- Task goal: Please turn the rows below, from the line containing "of the motorboat." through the line containing "x=89, y=129", into a two-column CSV headed instruction and points. Give each row's text and its answer one quoted field apiece, with line breaks replaced by spaces.
──────── Listed entries
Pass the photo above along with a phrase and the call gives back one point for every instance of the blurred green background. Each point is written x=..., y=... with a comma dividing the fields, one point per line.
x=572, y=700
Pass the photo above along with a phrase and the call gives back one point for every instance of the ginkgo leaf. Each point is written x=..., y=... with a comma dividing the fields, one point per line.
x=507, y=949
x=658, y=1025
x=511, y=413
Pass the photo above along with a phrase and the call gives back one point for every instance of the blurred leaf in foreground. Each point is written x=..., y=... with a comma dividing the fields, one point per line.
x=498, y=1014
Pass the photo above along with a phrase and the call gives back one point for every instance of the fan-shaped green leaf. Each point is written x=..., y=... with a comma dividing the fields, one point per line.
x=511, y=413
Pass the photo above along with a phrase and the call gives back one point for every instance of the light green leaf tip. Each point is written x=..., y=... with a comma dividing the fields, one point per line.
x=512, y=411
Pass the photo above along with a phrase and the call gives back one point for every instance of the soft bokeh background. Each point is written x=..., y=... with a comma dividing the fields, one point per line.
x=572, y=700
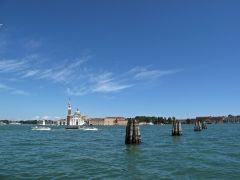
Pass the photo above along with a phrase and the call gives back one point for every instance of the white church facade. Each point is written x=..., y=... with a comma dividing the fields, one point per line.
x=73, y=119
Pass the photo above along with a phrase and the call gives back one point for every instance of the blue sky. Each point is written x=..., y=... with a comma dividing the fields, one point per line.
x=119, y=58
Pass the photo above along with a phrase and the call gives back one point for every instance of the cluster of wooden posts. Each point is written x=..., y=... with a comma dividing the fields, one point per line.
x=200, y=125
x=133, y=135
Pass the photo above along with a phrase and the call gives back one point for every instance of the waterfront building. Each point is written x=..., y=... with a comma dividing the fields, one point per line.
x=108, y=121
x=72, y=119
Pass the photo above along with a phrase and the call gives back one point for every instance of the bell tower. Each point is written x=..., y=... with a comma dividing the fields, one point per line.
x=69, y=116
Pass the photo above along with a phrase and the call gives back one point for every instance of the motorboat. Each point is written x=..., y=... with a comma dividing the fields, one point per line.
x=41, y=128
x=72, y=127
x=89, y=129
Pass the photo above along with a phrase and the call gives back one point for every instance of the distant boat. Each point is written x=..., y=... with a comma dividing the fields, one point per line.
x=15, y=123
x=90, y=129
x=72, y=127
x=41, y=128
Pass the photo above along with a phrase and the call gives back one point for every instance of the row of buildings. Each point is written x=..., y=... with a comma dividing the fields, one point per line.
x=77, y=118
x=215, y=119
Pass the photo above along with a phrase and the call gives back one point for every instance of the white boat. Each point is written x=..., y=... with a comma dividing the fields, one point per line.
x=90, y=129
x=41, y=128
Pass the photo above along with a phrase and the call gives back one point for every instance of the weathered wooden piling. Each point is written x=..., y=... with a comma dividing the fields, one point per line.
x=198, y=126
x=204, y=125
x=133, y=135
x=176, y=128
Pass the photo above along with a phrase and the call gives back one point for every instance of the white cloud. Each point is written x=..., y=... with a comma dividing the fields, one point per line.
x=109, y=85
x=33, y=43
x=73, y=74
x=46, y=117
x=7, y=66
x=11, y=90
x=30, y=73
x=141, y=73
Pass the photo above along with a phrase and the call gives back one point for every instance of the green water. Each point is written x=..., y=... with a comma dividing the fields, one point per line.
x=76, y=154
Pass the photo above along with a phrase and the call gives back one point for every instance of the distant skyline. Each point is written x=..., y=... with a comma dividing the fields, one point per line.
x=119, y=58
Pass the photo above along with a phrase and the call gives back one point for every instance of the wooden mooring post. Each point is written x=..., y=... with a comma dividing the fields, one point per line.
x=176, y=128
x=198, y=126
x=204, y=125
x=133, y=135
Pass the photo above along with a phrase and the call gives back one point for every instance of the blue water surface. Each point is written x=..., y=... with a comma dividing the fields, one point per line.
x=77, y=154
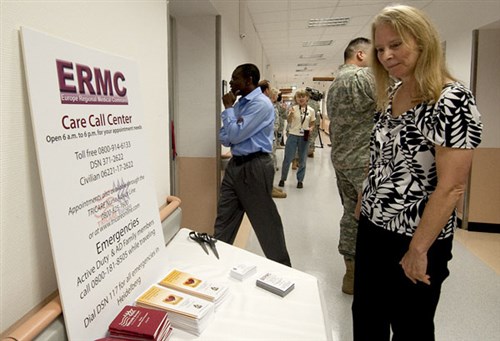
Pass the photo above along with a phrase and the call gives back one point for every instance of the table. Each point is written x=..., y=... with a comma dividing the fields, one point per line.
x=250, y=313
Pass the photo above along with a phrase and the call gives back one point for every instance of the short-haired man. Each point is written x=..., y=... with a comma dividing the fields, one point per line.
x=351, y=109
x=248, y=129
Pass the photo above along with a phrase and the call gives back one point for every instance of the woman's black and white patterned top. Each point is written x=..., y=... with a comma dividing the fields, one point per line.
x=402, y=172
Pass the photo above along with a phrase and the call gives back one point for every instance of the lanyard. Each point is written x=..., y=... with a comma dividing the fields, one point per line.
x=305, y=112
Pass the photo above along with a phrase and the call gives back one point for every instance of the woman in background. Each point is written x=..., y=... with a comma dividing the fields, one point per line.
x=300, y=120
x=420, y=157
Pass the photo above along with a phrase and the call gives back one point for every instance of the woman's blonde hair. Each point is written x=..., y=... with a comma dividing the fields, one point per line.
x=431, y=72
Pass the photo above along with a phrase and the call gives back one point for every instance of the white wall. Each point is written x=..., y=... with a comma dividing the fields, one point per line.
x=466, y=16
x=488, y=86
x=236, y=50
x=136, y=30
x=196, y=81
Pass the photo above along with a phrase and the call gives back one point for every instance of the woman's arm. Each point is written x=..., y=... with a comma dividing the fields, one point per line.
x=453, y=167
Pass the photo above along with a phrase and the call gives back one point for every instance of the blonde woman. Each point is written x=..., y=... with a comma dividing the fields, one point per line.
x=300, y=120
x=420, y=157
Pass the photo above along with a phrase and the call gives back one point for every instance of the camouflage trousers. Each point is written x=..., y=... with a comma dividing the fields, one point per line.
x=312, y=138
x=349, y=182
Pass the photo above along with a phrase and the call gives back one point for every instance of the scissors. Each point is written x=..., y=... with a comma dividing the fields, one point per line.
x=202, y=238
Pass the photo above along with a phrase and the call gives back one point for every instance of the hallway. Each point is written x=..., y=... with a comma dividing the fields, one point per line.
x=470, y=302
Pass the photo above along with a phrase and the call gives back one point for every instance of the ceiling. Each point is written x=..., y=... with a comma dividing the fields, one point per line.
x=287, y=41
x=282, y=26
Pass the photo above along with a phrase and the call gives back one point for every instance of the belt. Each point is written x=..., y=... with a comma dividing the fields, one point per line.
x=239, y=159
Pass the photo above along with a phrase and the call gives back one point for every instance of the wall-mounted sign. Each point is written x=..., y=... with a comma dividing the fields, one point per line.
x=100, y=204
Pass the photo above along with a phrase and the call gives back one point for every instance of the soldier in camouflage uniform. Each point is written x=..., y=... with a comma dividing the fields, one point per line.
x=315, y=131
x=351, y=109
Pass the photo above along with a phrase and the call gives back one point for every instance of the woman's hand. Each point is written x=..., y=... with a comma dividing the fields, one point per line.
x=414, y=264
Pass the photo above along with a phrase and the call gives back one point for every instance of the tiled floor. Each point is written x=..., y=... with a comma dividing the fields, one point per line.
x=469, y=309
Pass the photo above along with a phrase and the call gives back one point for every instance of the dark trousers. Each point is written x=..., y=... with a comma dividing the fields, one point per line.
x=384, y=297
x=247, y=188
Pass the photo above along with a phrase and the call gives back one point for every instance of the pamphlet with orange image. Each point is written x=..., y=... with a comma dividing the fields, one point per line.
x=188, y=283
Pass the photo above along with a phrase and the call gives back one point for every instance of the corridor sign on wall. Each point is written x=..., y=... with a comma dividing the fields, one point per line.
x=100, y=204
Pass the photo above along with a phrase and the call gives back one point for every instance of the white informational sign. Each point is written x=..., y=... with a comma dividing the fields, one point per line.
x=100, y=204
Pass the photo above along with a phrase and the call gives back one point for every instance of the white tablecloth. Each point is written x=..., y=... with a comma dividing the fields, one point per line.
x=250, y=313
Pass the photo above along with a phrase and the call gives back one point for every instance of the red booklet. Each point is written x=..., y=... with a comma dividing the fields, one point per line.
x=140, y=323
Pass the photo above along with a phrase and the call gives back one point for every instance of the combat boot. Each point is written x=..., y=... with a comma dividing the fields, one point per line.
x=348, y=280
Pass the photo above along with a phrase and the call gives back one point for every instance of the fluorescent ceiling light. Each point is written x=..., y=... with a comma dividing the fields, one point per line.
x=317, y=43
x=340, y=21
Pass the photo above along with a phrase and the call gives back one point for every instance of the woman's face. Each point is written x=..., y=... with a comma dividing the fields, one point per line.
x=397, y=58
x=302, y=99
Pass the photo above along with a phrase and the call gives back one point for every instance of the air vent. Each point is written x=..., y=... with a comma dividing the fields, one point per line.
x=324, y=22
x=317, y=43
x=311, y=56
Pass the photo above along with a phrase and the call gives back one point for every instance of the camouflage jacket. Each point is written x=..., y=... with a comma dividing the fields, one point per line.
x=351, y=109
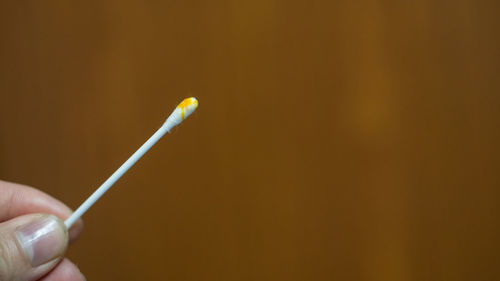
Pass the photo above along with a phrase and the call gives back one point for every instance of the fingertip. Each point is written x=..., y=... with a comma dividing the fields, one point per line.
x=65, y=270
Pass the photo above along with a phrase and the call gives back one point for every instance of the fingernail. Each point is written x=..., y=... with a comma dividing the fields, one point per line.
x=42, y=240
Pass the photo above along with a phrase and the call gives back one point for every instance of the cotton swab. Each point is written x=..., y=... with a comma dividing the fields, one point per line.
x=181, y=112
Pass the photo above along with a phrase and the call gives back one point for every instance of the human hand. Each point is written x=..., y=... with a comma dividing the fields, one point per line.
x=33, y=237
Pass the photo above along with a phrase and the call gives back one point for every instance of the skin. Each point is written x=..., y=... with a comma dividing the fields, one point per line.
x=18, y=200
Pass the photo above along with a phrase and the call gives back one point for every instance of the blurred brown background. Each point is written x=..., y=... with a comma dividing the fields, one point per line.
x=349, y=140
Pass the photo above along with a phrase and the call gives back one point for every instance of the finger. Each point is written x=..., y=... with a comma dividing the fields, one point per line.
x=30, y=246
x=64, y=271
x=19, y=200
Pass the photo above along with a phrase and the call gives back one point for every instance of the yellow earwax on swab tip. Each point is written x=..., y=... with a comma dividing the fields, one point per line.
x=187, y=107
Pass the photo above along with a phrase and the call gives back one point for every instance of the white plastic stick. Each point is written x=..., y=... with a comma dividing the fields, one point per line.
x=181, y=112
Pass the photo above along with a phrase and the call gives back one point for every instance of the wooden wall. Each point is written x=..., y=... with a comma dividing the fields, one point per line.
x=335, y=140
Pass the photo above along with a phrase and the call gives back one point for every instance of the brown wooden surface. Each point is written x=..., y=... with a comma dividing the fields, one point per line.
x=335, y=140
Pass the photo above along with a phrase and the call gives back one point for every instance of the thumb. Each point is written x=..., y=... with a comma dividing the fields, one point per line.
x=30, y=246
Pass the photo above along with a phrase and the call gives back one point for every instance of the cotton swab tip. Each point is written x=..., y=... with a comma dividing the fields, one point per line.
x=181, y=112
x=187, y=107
────────────────
- Reply to the exercise:
instruction,points
"Pass the photo above along with a phrase and the call gives back one point for every instance of the motorboat. Each point is written x=..., y=... with a comma dividing the fields, one point per line.","x=41, y=128 x=72, y=127 x=89, y=129"